● **WHAT THE TASK REQUIRES**
Without changing a word, repeat the data, and include no pictures.
Segment Start: PROVIDED DATA
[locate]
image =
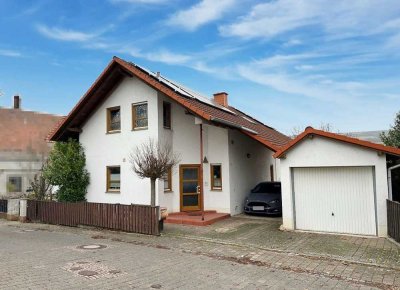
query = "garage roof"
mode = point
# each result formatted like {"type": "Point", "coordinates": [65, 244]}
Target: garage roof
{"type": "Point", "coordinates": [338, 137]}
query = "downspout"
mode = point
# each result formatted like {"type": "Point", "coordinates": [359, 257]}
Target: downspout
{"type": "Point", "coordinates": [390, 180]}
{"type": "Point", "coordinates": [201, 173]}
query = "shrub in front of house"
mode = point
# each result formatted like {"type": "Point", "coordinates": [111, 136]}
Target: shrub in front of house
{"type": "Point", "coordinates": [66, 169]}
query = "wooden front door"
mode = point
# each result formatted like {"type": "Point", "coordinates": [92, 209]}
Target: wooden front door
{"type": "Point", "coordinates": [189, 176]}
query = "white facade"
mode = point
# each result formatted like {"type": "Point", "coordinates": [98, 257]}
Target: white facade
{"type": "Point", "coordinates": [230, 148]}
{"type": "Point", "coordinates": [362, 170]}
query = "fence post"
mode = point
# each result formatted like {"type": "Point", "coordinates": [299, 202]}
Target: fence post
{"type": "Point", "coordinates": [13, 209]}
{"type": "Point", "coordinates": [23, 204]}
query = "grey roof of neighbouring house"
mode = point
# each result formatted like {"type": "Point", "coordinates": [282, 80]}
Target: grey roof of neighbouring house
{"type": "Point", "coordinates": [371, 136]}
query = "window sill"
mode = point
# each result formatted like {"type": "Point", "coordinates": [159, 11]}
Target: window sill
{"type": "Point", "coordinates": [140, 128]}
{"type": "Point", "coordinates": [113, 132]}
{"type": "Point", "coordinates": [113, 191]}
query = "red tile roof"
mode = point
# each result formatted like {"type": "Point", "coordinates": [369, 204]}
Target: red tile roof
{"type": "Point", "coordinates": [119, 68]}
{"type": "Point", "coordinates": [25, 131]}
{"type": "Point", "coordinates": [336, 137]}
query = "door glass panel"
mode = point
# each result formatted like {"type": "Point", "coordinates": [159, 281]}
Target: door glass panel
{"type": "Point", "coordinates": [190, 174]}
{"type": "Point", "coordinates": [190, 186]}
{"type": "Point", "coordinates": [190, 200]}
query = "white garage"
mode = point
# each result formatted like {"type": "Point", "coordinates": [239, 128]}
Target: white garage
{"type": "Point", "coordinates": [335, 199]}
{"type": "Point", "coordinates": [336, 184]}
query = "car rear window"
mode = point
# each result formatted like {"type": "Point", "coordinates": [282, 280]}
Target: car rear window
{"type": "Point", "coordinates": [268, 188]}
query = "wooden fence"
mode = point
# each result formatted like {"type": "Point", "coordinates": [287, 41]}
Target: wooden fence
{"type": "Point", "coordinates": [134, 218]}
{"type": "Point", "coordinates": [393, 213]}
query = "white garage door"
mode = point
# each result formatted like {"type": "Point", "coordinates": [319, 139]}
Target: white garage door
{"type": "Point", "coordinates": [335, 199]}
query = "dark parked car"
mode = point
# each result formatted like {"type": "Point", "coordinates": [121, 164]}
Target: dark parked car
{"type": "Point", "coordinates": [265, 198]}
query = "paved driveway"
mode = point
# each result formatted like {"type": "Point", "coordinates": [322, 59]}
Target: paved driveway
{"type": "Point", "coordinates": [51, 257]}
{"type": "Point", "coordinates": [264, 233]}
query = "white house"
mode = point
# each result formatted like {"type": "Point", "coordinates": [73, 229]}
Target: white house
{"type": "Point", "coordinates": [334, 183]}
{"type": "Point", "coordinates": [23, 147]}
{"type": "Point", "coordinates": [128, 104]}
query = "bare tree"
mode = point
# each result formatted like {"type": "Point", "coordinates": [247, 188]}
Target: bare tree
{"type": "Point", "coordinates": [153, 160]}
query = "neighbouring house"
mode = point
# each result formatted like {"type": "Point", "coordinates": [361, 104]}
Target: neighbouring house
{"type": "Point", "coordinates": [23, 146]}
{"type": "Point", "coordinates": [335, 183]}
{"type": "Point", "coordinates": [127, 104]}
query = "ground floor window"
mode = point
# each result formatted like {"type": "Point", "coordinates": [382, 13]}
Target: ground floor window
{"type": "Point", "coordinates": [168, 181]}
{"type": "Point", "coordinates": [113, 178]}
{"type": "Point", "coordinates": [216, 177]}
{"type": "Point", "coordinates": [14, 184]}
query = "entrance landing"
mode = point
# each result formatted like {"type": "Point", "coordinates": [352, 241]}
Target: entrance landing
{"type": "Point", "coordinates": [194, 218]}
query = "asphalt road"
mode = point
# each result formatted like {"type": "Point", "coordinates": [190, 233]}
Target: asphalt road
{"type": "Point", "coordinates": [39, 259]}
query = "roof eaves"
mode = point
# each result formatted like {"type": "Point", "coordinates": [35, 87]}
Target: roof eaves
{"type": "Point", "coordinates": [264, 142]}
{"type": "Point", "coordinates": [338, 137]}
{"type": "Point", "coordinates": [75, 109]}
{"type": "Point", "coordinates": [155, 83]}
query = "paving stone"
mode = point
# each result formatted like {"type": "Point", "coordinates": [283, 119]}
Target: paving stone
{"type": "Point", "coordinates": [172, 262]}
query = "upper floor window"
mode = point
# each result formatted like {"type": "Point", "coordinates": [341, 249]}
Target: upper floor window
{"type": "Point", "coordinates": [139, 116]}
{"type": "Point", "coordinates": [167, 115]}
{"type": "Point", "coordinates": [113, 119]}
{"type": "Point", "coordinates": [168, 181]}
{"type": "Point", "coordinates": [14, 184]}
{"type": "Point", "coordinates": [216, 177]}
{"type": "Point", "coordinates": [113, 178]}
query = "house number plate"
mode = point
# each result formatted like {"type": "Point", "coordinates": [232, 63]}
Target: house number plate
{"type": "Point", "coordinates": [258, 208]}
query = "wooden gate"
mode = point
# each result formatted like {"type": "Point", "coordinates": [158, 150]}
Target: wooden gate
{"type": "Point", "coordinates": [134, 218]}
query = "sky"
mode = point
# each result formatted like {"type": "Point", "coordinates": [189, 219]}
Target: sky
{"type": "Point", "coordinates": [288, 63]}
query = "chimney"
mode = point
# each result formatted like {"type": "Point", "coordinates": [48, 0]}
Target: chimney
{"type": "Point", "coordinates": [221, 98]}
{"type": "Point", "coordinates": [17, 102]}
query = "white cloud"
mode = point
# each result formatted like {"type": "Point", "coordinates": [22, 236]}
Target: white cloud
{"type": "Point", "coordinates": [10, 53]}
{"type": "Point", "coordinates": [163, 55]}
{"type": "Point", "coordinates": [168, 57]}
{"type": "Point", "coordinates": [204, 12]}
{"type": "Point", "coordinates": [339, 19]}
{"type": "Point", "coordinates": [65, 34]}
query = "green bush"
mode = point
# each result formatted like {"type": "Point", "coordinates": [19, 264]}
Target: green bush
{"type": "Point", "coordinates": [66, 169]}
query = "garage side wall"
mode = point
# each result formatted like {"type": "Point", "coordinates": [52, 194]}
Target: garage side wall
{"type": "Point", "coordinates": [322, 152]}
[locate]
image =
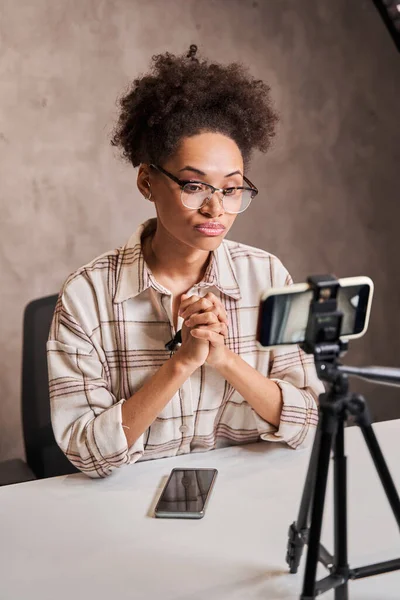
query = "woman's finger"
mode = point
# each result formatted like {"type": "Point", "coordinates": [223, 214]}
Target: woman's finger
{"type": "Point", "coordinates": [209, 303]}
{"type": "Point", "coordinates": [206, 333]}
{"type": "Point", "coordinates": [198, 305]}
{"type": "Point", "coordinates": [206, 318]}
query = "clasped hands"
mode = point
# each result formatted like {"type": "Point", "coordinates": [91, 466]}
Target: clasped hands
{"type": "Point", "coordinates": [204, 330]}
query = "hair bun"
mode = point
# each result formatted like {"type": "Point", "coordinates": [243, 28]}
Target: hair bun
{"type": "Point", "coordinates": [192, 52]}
Segment End: PROVIDED DATA
● **ANSWER TO THIS TASK**
[locate]
image =
query = "garage roof"
mode = point
# each result formatted like {"type": "Point", "coordinates": [65, 244]}
Target: garage roof
{"type": "Point", "coordinates": [338, 137]}
query = "downspout"
mode = point
# each result formatted like {"type": "Point", "coordinates": [359, 257]}
Target: downspout
{"type": "Point", "coordinates": [390, 180]}
{"type": "Point", "coordinates": [201, 173]}
query = "shrub in front of house"
mode = point
# each result formatted like {"type": "Point", "coordinates": [111, 136]}
Target: shrub in front of house
{"type": "Point", "coordinates": [66, 169]}
query = "wooden front door"
mode = point
# each result formatted like {"type": "Point", "coordinates": [92, 209]}
Target: wooden front door
{"type": "Point", "coordinates": [189, 176]}
query = "white facade"
mode = point
# each result formatted like {"type": "Point", "coordinates": [98, 257]}
Target: white facade
{"type": "Point", "coordinates": [230, 148]}
{"type": "Point", "coordinates": [362, 170]}
query = "fence post"
mode = point
# each result formatted like {"type": "Point", "coordinates": [299, 202]}
Target: fence post
{"type": "Point", "coordinates": [13, 209]}
{"type": "Point", "coordinates": [23, 204]}
query = "grey roof of neighbouring house"
mode = point
# each result formatted like {"type": "Point", "coordinates": [282, 80]}
Target: grey roof of neighbouring house
{"type": "Point", "coordinates": [371, 136]}
query = "window sill"
mode = point
# each result formatted like {"type": "Point", "coordinates": [159, 11]}
Target: window sill
{"type": "Point", "coordinates": [140, 128]}
{"type": "Point", "coordinates": [113, 132]}
{"type": "Point", "coordinates": [113, 191]}
query = "red tile roof"
mode = point
# each result formatted like {"type": "Point", "coordinates": [369, 204]}
Target: red tile roof
{"type": "Point", "coordinates": [119, 68]}
{"type": "Point", "coordinates": [25, 131]}
{"type": "Point", "coordinates": [336, 137]}
query = "door glass panel"
mode = point
# each result formatted like {"type": "Point", "coordinates": [159, 281]}
Target: door glass panel
{"type": "Point", "coordinates": [190, 174]}
{"type": "Point", "coordinates": [190, 186]}
{"type": "Point", "coordinates": [190, 200]}
query = "white garage"
mode = point
# each result formatted like {"type": "Point", "coordinates": [239, 128]}
Target: white garage
{"type": "Point", "coordinates": [335, 199]}
{"type": "Point", "coordinates": [336, 184]}
query = "car rear window"
mode = point
# each result formatted like {"type": "Point", "coordinates": [282, 280]}
Target: car rear window
{"type": "Point", "coordinates": [268, 188]}
query = "wooden fence"
mode = point
# each result formatted like {"type": "Point", "coordinates": [287, 41]}
Target: wooden fence
{"type": "Point", "coordinates": [134, 218]}
{"type": "Point", "coordinates": [393, 213]}
query = "white garage door"
mode = point
# each result formatted like {"type": "Point", "coordinates": [319, 139]}
Target: white garage door
{"type": "Point", "coordinates": [335, 199]}
query = "dark parked car"
mode = point
# each result formatted like {"type": "Point", "coordinates": [121, 164]}
Target: dark parked car
{"type": "Point", "coordinates": [265, 198]}
query = "paved driveway"
mode = point
# each result formatted like {"type": "Point", "coordinates": [322, 59]}
Target: paved driveway
{"type": "Point", "coordinates": [51, 257]}
{"type": "Point", "coordinates": [264, 233]}
query = "white house"
mode = point
# each result formatted like {"type": "Point", "coordinates": [73, 229]}
Target: white house
{"type": "Point", "coordinates": [334, 183]}
{"type": "Point", "coordinates": [23, 147]}
{"type": "Point", "coordinates": [128, 104]}
query = "bare tree"
mode = point
# each result formatted like {"type": "Point", "coordinates": [247, 188]}
Target: bare tree
{"type": "Point", "coordinates": [153, 160]}
query = "neighbouring house"
mode = point
# each result formatted like {"type": "Point", "coordinates": [361, 104]}
Target: neighbouring house
{"type": "Point", "coordinates": [23, 146]}
{"type": "Point", "coordinates": [335, 183]}
{"type": "Point", "coordinates": [127, 104]}
query = "ground floor window"
mode = point
# each result formatted like {"type": "Point", "coordinates": [382, 13]}
Target: ground floor window
{"type": "Point", "coordinates": [168, 181]}
{"type": "Point", "coordinates": [113, 178]}
{"type": "Point", "coordinates": [216, 177]}
{"type": "Point", "coordinates": [14, 184]}
query = "entrance landing"
mode = point
# each result formatted like {"type": "Point", "coordinates": [352, 241]}
Target: entrance landing
{"type": "Point", "coordinates": [194, 218]}
query = "asphalt road"
mode = point
# each result formatted like {"type": "Point", "coordinates": [190, 233]}
Target: asphalt road
{"type": "Point", "coordinates": [39, 259]}
query = "roof eaves"
mode = point
# each result formatted like {"type": "Point", "coordinates": [35, 87]}
Target: roof eaves
{"type": "Point", "coordinates": [264, 142]}
{"type": "Point", "coordinates": [338, 137]}
{"type": "Point", "coordinates": [75, 109]}
{"type": "Point", "coordinates": [155, 83]}
query = "paving stone"
mode = point
# each result formatted like {"type": "Point", "coordinates": [283, 119]}
Target: paving stone
{"type": "Point", "coordinates": [172, 262]}
query = "upper floor window"
mode = point
# each result formatted like {"type": "Point", "coordinates": [341, 249]}
Target: upper floor window
{"type": "Point", "coordinates": [139, 116]}
{"type": "Point", "coordinates": [167, 115]}
{"type": "Point", "coordinates": [113, 119]}
{"type": "Point", "coordinates": [168, 181]}
{"type": "Point", "coordinates": [14, 184]}
{"type": "Point", "coordinates": [216, 177]}
{"type": "Point", "coordinates": [113, 178]}
query = "house number plate"
mode = point
# each result formatted like {"type": "Point", "coordinates": [232, 63]}
Target: house number plate
{"type": "Point", "coordinates": [258, 208]}
query = "wooden gate"
mode = point
# each result formatted like {"type": "Point", "coordinates": [158, 150]}
Target: wooden gate
{"type": "Point", "coordinates": [134, 218]}
query = "sky"
mode = point
# each result formatted like {"type": "Point", "coordinates": [189, 219]}
Target: sky
{"type": "Point", "coordinates": [288, 63]}
query = "chimney"
mode = point
# each result formatted like {"type": "Point", "coordinates": [48, 0]}
Target: chimney
{"type": "Point", "coordinates": [221, 98]}
{"type": "Point", "coordinates": [17, 102]}
query = "white cloud"
mode = point
# each result formatted like {"type": "Point", "coordinates": [22, 236]}
Target: white cloud
{"type": "Point", "coordinates": [10, 53]}
{"type": "Point", "coordinates": [163, 55]}
{"type": "Point", "coordinates": [168, 57]}
{"type": "Point", "coordinates": [204, 12]}
{"type": "Point", "coordinates": [339, 19]}
{"type": "Point", "coordinates": [65, 34]}
query = "green bush"
mode = point
# each result formatted like {"type": "Point", "coordinates": [19, 264]}
Target: green bush
{"type": "Point", "coordinates": [66, 169]}
query = "garage side wall"
mode = point
# each result formatted like {"type": "Point", "coordinates": [52, 194]}
Target: garage side wall
{"type": "Point", "coordinates": [322, 152]}
[locate]
image =
query = "woman's finger"
mode = point
# each result formatted like {"type": "Point", "coordinates": [223, 214]}
Target: woman's finger
{"type": "Point", "coordinates": [209, 303]}
{"type": "Point", "coordinates": [206, 333]}
{"type": "Point", "coordinates": [198, 305]}
{"type": "Point", "coordinates": [206, 318]}
query = "clasped hands"
mode = point
# each result formatted like {"type": "Point", "coordinates": [91, 466]}
Target: clasped hands
{"type": "Point", "coordinates": [204, 330]}
query = "hair bun"
mode = point
# each result formatted like {"type": "Point", "coordinates": [243, 28]}
Target: hair bun
{"type": "Point", "coordinates": [192, 52]}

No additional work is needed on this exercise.